Caminhava na avenida, em frente a um fórum, de onde saem advogadas que desafiam as calçadas esburacadas com saltos altíssimos, quando ele apareceu. Nunca antes na história deste blog eu havia visto um rato. Até já tomei vacina contra as doenças que ele transmite, dada minha fama de caçadora.
Mickey saiu de um bueiro, meio atordoado, subiu na calçada quente e correu. Cinza, pequeno e apavorado por tantos sapatos e gritos ao redor. Corria olhando para frente, sem mexer com ninguém, mas já incomodando a todos. Só por existir. Só por ser um rato.
Meu focinho virou-se, eu queria ir atrás. Queria cheirar, correr também e então puxei fortemente a guia. No que virei, vi um moço que vinha na direção contrária do Mickey, que continuava correndo, focado. O moço, vestido com um terno que devia estar fedido naquele calorão, mirou o rato com precisão, calculou o tempo e deu-lhe um chute. Pegou de lado, quase na cabeça. Mickey perdeu o rumo, foi lançado por um metro, caiu no asfalto quente, rolou, esfolou-se todo, e, ainda atordoado sem entender o que acontecera, achou o caminho do bueiro, todo machucado.

*Material fornecido:*
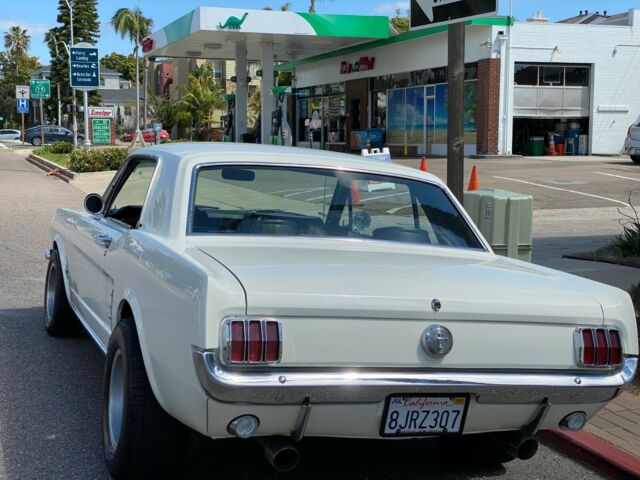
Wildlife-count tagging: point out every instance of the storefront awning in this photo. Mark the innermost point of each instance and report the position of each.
(215, 33)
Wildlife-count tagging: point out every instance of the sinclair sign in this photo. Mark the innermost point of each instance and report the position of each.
(101, 112)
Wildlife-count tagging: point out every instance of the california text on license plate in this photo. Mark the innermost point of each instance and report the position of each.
(410, 416)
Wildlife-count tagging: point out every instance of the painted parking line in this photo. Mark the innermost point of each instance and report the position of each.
(562, 190)
(618, 176)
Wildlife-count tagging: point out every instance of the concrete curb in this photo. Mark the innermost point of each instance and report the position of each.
(50, 167)
(594, 451)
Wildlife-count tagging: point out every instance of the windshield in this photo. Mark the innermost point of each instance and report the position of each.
(296, 201)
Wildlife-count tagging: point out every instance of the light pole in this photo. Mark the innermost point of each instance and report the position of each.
(75, 120)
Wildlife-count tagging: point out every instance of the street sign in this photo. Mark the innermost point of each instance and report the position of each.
(428, 13)
(40, 89)
(101, 129)
(84, 67)
(22, 91)
(22, 105)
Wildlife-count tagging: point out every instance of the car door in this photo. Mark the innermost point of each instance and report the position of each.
(102, 235)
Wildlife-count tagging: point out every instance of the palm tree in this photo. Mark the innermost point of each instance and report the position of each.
(17, 41)
(132, 24)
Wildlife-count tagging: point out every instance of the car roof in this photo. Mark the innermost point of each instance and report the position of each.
(189, 155)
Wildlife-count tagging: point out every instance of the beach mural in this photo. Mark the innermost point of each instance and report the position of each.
(421, 111)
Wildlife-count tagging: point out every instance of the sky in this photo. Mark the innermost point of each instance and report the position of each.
(37, 16)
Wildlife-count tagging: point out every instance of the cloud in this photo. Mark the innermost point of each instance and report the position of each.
(31, 28)
(391, 7)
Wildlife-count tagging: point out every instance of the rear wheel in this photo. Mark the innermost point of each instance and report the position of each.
(140, 439)
(59, 319)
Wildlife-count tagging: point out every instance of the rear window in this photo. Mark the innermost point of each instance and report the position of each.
(291, 201)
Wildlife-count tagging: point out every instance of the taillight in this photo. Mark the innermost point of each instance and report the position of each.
(615, 357)
(253, 341)
(598, 347)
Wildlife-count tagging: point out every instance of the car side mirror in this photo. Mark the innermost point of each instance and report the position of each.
(93, 203)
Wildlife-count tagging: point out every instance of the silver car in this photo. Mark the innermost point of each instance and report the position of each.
(632, 143)
(9, 134)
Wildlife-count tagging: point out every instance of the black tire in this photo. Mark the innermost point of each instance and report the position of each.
(143, 441)
(59, 319)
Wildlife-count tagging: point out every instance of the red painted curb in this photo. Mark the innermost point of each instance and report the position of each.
(50, 168)
(595, 451)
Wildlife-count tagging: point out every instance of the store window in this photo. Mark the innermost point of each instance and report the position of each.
(576, 76)
(526, 75)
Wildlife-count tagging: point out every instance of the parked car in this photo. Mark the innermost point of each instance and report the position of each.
(52, 134)
(632, 144)
(9, 134)
(257, 291)
(149, 136)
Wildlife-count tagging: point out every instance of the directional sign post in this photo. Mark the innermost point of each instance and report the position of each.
(429, 13)
(84, 67)
(41, 90)
(84, 70)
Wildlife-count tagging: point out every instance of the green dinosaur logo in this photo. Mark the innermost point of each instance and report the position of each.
(234, 23)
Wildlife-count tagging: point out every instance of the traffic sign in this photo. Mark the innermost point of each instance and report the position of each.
(22, 105)
(84, 67)
(428, 13)
(40, 89)
(22, 91)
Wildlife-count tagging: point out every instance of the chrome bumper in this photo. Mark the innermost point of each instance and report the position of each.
(294, 386)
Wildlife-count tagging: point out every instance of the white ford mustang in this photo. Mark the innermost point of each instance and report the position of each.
(281, 293)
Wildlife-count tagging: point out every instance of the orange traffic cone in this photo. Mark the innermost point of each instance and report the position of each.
(355, 193)
(473, 183)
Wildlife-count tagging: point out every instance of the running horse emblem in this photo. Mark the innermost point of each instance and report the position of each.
(234, 23)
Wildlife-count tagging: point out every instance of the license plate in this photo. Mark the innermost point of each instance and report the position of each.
(410, 416)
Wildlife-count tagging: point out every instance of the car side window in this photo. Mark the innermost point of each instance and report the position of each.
(126, 205)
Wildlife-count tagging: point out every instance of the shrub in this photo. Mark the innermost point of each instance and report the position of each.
(82, 161)
(628, 242)
(61, 147)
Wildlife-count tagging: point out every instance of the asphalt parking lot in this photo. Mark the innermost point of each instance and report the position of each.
(50, 392)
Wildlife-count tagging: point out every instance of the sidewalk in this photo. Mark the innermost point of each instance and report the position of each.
(618, 424)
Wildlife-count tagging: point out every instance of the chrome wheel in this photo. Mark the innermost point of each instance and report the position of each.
(115, 408)
(52, 284)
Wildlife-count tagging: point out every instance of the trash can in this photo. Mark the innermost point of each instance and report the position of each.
(505, 220)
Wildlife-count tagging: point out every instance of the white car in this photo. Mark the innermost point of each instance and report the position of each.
(248, 291)
(9, 134)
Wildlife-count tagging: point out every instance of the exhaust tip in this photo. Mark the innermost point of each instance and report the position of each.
(286, 460)
(527, 449)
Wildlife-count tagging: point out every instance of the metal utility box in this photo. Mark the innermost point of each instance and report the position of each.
(505, 219)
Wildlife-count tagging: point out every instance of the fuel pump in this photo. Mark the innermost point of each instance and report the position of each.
(280, 128)
(229, 119)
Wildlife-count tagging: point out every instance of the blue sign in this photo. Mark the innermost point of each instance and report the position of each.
(84, 68)
(22, 105)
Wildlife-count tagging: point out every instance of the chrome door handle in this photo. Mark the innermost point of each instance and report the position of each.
(104, 240)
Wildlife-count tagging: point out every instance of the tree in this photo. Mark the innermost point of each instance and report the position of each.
(132, 24)
(400, 22)
(124, 64)
(201, 98)
(17, 41)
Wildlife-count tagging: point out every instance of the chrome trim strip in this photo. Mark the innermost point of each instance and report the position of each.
(369, 386)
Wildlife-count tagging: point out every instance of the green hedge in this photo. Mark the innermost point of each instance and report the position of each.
(61, 147)
(82, 161)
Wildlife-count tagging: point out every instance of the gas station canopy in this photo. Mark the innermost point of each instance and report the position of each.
(210, 32)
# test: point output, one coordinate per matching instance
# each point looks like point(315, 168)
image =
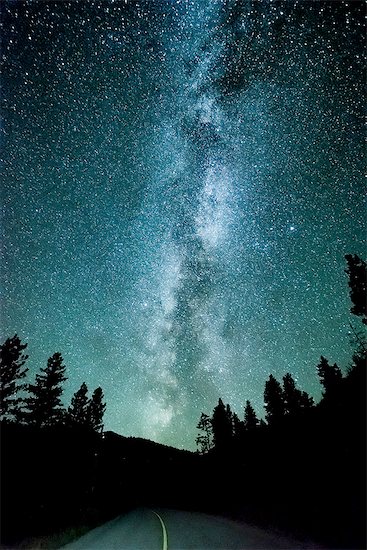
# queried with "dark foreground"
point(184, 530)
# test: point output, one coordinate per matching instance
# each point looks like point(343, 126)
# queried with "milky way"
point(182, 181)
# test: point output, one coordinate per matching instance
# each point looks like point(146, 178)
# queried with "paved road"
point(175, 530)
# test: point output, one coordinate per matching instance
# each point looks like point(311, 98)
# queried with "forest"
point(301, 469)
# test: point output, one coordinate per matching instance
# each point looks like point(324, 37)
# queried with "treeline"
point(39, 404)
point(50, 453)
point(303, 467)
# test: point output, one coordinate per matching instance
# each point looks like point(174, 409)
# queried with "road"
point(145, 529)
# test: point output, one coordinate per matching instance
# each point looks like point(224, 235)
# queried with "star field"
point(181, 182)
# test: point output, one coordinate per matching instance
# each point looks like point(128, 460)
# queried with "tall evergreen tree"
point(12, 360)
point(44, 405)
point(78, 410)
point(330, 377)
point(204, 440)
point(357, 272)
point(96, 410)
point(222, 426)
point(251, 421)
point(273, 401)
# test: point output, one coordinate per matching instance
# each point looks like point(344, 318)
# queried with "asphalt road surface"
point(145, 529)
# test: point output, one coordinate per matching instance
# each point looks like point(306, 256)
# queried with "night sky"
point(181, 182)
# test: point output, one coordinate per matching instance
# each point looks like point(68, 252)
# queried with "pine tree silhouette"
point(96, 410)
point(78, 410)
point(294, 399)
point(12, 361)
point(204, 440)
point(357, 272)
point(250, 421)
point(273, 401)
point(44, 405)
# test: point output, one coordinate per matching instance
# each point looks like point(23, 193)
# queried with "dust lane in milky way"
point(182, 182)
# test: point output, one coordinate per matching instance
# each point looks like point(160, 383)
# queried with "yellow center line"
point(165, 538)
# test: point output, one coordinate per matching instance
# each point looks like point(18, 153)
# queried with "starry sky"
point(181, 182)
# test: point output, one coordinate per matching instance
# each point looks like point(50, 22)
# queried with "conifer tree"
point(204, 440)
point(78, 410)
point(357, 272)
point(12, 360)
point(251, 421)
point(96, 410)
point(222, 426)
point(330, 377)
point(273, 401)
point(44, 405)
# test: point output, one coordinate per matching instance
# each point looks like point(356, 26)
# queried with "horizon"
point(182, 184)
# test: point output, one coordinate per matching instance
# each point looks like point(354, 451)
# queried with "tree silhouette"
point(78, 410)
point(96, 410)
point(44, 404)
point(357, 272)
point(204, 440)
point(12, 361)
point(330, 377)
point(237, 426)
point(222, 426)
point(251, 421)
point(273, 401)
point(294, 399)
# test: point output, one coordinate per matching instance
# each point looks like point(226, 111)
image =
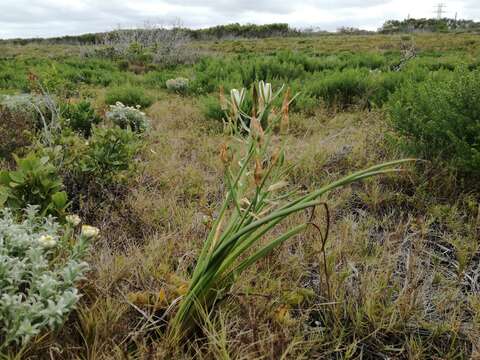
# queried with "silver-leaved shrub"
point(128, 117)
point(40, 263)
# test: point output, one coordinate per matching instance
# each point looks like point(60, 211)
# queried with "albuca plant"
point(40, 263)
point(128, 117)
point(257, 201)
point(81, 117)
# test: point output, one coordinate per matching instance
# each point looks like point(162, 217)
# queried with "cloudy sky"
point(43, 18)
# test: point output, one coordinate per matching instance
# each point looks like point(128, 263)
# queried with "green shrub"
point(128, 95)
point(440, 118)
point(211, 108)
point(178, 85)
point(110, 152)
point(128, 117)
point(34, 182)
point(40, 265)
point(16, 132)
point(81, 117)
point(341, 88)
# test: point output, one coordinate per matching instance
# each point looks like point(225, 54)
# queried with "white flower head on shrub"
point(38, 272)
point(90, 231)
point(128, 117)
point(179, 84)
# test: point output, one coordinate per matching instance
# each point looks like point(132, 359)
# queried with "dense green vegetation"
point(251, 242)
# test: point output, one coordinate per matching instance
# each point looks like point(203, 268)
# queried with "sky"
point(47, 18)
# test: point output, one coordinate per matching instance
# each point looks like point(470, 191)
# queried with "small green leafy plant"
point(40, 263)
point(439, 119)
point(128, 95)
point(110, 152)
point(178, 85)
point(128, 117)
point(34, 182)
point(257, 201)
point(81, 117)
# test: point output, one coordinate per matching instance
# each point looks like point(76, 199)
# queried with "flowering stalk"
point(257, 201)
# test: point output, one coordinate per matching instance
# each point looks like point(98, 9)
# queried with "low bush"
point(34, 182)
point(128, 117)
point(40, 264)
point(340, 88)
point(128, 95)
point(80, 117)
point(211, 109)
point(439, 119)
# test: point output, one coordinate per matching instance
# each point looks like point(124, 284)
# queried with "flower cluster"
point(39, 266)
point(128, 117)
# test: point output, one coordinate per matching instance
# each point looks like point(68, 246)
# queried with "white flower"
point(265, 91)
point(47, 241)
point(90, 231)
point(73, 220)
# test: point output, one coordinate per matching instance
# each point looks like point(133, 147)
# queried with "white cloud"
point(33, 18)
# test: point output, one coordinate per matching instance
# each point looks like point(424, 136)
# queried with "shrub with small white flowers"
point(128, 117)
point(40, 263)
point(178, 85)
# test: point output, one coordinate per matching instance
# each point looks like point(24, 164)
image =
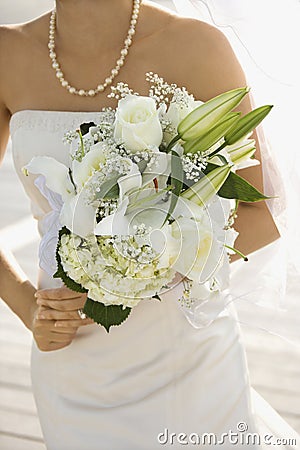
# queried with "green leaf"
point(236, 187)
point(177, 176)
point(246, 124)
point(107, 316)
point(201, 119)
point(85, 127)
point(60, 273)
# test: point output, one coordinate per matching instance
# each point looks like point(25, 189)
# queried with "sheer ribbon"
point(264, 35)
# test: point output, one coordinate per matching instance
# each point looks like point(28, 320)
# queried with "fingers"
point(49, 347)
point(63, 305)
point(52, 314)
point(58, 294)
point(73, 323)
point(63, 319)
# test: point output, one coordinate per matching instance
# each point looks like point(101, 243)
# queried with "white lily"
point(240, 154)
point(56, 175)
point(131, 181)
point(78, 216)
point(83, 170)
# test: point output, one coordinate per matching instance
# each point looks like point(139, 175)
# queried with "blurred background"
point(274, 363)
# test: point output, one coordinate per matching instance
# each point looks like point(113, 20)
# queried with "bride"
point(155, 381)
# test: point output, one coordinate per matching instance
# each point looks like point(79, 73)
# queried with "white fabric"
point(118, 391)
point(265, 36)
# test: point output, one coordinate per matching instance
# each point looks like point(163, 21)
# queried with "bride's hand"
point(56, 319)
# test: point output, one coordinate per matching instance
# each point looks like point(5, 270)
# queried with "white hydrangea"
point(105, 268)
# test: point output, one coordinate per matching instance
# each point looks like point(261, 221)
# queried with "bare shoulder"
point(202, 58)
point(18, 44)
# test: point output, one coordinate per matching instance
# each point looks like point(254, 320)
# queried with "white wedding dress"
point(155, 373)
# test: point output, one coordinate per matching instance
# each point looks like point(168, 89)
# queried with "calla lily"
point(78, 216)
point(131, 181)
point(115, 224)
point(203, 118)
point(56, 175)
point(83, 170)
point(202, 191)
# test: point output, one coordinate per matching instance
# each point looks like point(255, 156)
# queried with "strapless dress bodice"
point(38, 133)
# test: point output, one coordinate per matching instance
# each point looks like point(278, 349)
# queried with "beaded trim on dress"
point(52, 121)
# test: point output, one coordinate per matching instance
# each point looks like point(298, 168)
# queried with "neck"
point(85, 21)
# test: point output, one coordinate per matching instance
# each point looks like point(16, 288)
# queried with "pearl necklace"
point(114, 72)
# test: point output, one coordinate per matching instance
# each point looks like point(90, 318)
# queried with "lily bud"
point(210, 138)
point(242, 152)
point(203, 118)
point(202, 191)
point(246, 124)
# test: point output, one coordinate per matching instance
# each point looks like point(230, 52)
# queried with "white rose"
point(195, 248)
point(137, 123)
point(177, 112)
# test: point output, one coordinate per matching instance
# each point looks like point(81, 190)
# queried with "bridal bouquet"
point(147, 194)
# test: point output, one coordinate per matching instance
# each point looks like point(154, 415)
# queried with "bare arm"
point(217, 71)
point(15, 288)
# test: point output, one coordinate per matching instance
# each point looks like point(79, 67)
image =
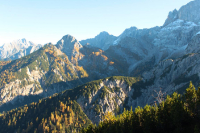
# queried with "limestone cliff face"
point(109, 96)
point(188, 12)
point(70, 46)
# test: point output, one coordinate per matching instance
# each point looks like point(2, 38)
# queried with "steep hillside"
point(177, 113)
point(70, 109)
point(54, 114)
point(103, 40)
point(17, 49)
point(42, 73)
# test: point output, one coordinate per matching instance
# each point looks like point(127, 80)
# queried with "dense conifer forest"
point(177, 113)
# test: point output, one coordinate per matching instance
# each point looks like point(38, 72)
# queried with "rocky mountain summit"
point(160, 57)
point(187, 12)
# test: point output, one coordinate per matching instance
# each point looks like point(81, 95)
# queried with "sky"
point(44, 21)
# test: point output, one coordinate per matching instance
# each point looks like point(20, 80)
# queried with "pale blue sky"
point(43, 21)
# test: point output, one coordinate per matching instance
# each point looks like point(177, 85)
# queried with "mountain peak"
point(188, 12)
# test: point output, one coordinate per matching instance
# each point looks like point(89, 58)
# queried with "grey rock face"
point(188, 12)
point(193, 46)
point(70, 46)
point(171, 17)
point(17, 49)
point(103, 40)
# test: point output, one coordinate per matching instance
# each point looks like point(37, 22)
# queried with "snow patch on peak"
point(198, 33)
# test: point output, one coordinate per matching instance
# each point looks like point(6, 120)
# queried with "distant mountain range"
point(17, 49)
point(164, 57)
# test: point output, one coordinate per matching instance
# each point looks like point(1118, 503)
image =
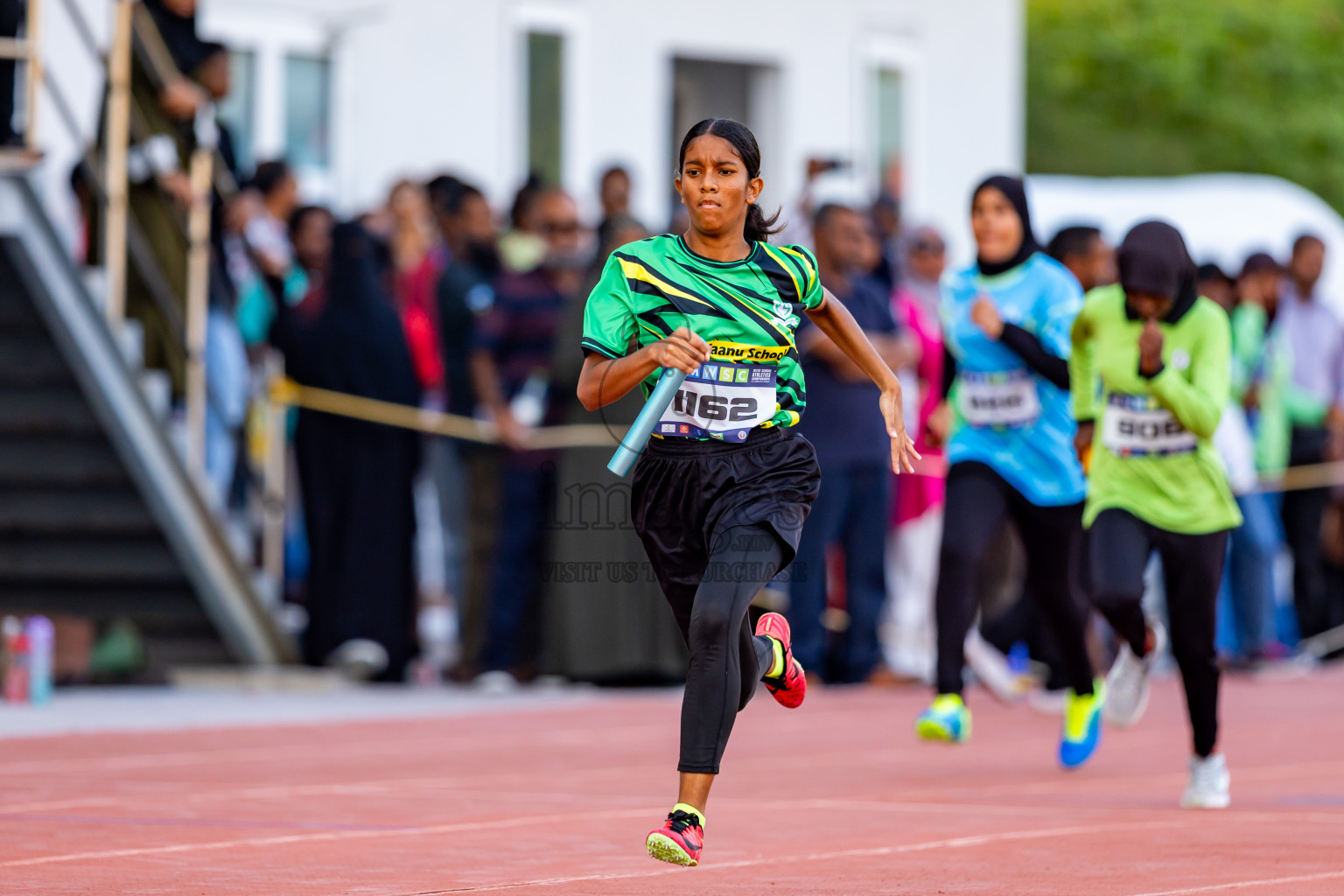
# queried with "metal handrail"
point(185, 318)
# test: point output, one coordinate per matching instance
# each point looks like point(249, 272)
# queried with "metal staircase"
point(98, 516)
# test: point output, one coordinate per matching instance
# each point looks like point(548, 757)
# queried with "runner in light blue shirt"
point(1007, 324)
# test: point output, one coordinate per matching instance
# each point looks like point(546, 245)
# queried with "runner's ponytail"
point(759, 228)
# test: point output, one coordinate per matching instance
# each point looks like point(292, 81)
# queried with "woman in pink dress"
point(917, 511)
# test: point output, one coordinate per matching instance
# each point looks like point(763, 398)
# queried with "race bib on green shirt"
point(1138, 426)
point(721, 402)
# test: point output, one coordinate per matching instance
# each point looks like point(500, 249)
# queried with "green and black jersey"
point(746, 311)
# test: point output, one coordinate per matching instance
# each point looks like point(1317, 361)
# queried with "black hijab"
point(179, 34)
point(1016, 193)
point(356, 344)
point(1153, 258)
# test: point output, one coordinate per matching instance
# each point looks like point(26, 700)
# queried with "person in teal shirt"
point(1005, 323)
point(1151, 376)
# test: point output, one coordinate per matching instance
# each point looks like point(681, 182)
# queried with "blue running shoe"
point(1081, 731)
point(947, 719)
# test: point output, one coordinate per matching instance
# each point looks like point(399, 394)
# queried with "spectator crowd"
point(437, 301)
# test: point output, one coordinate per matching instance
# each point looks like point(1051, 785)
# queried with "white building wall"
point(424, 87)
point(430, 85)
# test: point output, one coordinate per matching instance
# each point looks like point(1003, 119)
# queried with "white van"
point(1225, 218)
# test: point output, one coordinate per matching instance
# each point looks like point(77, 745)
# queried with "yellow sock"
point(691, 810)
point(777, 667)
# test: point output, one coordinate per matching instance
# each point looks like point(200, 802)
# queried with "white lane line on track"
point(956, 843)
point(328, 836)
point(1248, 884)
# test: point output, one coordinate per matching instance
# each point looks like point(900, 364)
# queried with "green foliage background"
point(1181, 87)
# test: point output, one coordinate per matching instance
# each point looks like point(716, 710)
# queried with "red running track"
point(834, 798)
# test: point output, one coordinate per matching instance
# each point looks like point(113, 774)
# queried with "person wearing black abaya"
point(356, 477)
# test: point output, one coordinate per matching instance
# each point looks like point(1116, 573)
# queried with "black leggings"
point(727, 660)
point(978, 501)
point(1193, 566)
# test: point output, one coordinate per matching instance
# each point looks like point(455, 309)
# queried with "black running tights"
point(978, 501)
point(727, 660)
point(1193, 566)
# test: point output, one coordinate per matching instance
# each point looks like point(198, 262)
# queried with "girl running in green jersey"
point(721, 494)
point(1160, 356)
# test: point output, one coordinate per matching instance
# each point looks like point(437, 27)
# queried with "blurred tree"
point(1160, 88)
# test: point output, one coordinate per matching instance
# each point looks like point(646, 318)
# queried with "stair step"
point(60, 462)
point(32, 361)
point(49, 410)
point(73, 512)
point(155, 607)
point(130, 340)
point(100, 560)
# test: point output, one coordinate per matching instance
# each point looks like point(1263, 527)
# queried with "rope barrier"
point(285, 391)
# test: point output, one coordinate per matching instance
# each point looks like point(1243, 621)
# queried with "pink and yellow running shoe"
point(790, 687)
point(680, 838)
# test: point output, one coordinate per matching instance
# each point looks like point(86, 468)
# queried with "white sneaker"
point(359, 659)
point(496, 682)
point(1208, 783)
point(1126, 682)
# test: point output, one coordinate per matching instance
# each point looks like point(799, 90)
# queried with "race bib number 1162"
point(721, 402)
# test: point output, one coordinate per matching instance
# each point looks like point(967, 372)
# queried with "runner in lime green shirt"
point(1150, 375)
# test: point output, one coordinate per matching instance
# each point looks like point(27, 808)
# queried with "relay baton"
point(637, 436)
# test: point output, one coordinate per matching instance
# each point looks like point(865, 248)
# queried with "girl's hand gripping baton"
point(639, 433)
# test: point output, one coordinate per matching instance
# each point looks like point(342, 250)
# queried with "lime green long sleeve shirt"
point(1152, 451)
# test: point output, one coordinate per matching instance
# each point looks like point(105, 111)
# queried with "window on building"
point(544, 112)
point(238, 108)
point(889, 150)
point(308, 112)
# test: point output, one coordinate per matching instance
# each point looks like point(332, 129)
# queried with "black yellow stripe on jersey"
point(746, 309)
point(683, 298)
point(789, 271)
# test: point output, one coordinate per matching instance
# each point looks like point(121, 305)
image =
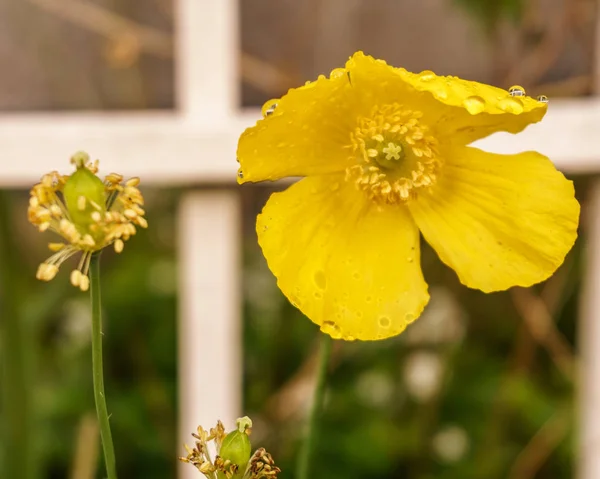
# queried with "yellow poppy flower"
point(384, 155)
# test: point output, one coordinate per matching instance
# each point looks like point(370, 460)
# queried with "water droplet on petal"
point(542, 98)
point(511, 105)
point(320, 279)
point(295, 301)
point(337, 73)
point(427, 75)
point(329, 327)
point(516, 90)
point(269, 107)
point(385, 322)
point(474, 104)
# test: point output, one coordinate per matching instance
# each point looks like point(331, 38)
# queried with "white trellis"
point(196, 145)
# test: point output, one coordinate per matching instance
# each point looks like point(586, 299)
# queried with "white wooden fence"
point(196, 145)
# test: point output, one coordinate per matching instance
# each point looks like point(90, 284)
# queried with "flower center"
point(395, 155)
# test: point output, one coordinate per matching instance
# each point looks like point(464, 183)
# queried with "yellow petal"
point(306, 134)
point(499, 220)
point(458, 111)
point(350, 266)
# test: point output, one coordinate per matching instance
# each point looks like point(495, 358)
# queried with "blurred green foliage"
point(488, 12)
point(387, 415)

*Exercícios:*
a) No texto sobre o rato, de onde o Mickey saiu?
b) Devolva, por favor, o trecho do texto sobre o rato que começa em "Mickey saiu de" e segue até "ser um rato.", sem nenhuma alteração.
c) Retome o texto sobre o rato a partir da última frase apresentada.

*Respostas:*
a) De um bueiro.

b)
Mickey saiu de um bueiro, meio atordoado, subiu na calçada quente e correu. Cinza, pequeno e apavorado por tantos sapatos e gritos ao redor. Corria olhando para frente, sem mexer com ninguém, mas já incomodando a todos. Só por existir. Só por ser um rato.

c)
Sei que transmite doenças, sei que ninguém os quer por perto. Mas, naquele momento, fiquei com pena do rato. O chute não serviu para acabar com os ratos do mundo, com doenças, com nada. Serviu para o moço, fedido e corajoso, fazer-se de herói, e, gratuitamente, causar sofrimento ao Mickey, que levou uma bica, só por ser um rato.